### Source records
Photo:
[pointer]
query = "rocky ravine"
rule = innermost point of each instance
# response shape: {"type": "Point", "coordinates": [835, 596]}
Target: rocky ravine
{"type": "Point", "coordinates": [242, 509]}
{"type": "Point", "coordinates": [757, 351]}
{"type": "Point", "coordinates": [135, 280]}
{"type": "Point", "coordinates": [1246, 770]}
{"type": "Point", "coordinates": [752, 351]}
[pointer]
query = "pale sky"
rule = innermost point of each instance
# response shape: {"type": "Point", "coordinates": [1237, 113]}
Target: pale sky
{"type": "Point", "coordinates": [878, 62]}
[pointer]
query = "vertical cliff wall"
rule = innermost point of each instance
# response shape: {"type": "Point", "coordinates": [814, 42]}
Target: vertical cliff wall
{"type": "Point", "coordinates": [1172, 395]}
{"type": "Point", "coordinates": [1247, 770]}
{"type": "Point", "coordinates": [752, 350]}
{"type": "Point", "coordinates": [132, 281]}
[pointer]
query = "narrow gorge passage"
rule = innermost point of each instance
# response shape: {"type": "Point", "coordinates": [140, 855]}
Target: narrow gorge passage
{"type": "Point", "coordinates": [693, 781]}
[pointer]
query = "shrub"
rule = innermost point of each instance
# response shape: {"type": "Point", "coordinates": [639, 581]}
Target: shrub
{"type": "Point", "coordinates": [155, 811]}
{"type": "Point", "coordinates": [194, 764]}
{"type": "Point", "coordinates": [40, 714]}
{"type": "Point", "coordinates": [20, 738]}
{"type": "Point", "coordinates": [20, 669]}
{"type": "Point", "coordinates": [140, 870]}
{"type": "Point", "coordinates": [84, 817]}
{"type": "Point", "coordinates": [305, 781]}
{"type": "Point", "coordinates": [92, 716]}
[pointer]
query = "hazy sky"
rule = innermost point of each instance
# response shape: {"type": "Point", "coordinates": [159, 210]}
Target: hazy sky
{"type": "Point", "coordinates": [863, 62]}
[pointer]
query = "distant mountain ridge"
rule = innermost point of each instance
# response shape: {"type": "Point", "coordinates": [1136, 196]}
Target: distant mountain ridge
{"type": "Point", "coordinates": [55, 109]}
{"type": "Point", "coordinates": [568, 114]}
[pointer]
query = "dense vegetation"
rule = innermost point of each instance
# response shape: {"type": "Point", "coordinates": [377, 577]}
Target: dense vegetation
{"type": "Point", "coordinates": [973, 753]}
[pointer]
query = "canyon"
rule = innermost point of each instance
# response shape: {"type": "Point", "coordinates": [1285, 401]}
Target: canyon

### Exercise prompt
Throughout the material above, find each line with "shape" and return it.

### Problem solution
# response shape: {"type": "Point", "coordinates": [835, 596]}
# response shape: {"type": "Point", "coordinates": [1237, 113]}
# response shape: {"type": "Point", "coordinates": [814, 42]}
# response shape: {"type": "Point", "coordinates": [140, 855]}
# response shape: {"type": "Point", "coordinates": [639, 581]}
# response shape: {"type": "Point", "coordinates": [159, 210]}
# response shape: {"type": "Point", "coordinates": [1136, 196]}
# response shape: {"type": "Point", "coordinates": [377, 577]}
# response shape: {"type": "Point", "coordinates": [1285, 401]}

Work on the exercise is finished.